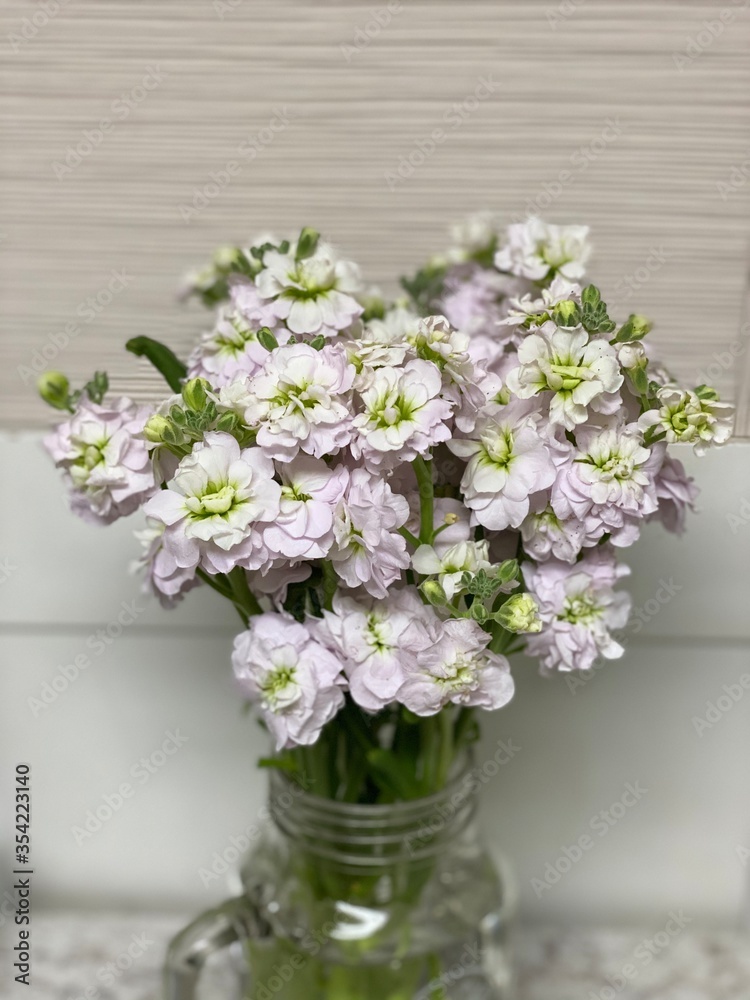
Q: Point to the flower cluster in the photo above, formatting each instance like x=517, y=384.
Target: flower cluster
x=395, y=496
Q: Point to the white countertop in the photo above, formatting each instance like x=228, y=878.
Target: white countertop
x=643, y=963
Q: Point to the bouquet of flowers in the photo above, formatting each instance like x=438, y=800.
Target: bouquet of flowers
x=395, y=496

--

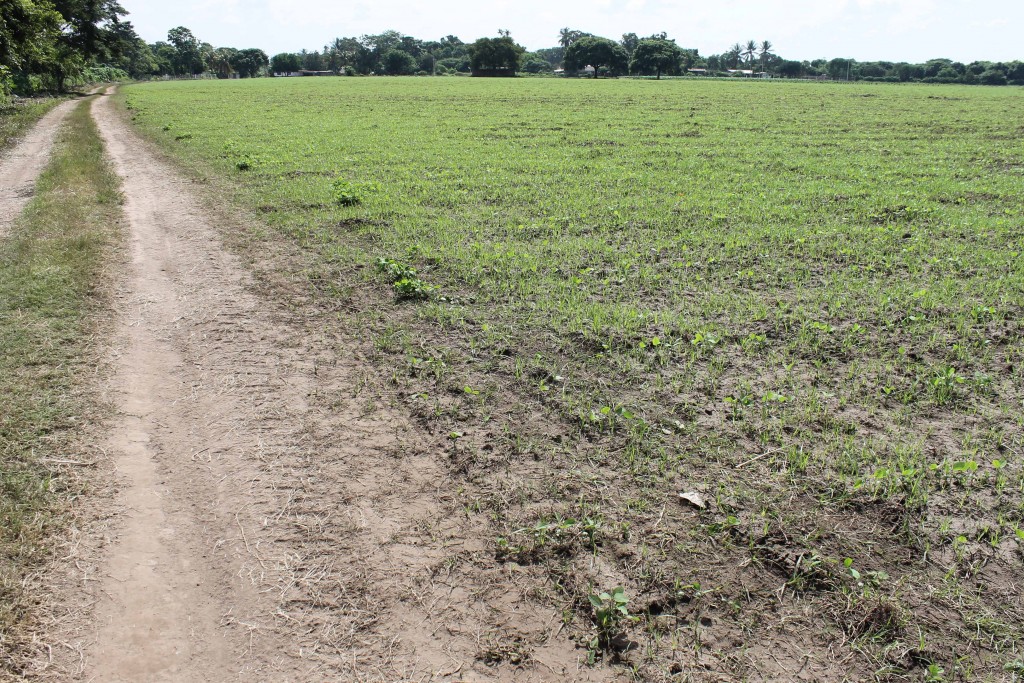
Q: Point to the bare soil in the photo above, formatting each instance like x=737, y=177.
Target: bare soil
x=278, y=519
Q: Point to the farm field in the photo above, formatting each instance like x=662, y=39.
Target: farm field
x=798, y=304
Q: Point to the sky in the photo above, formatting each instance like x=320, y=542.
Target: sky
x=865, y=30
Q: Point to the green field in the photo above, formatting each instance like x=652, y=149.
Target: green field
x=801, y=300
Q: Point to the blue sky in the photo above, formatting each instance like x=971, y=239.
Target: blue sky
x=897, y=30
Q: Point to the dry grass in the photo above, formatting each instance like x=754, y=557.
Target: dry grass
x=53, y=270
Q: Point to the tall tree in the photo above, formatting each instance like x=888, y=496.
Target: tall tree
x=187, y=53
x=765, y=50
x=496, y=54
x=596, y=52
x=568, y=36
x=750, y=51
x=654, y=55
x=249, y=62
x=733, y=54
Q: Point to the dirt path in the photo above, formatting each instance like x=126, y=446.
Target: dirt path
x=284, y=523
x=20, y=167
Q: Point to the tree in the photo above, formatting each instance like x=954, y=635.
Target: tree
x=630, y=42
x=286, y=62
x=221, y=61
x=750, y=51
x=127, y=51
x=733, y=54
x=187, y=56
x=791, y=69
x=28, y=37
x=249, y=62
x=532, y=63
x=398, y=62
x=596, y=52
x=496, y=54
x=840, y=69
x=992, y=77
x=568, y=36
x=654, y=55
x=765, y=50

AIM: Swap "white countertop" for "marble countertop" in the lines between the one holding "Q: Point to the white" and the one holding "x=643, y=963", inclusive. Give back only those lines, with everything else left as it is.

ANSWER TO THE EXERCISE:
Q: Point to the marble countertop in the photo above, formatting each instance like x=228, y=878.
Target: marble countertop
x=643, y=963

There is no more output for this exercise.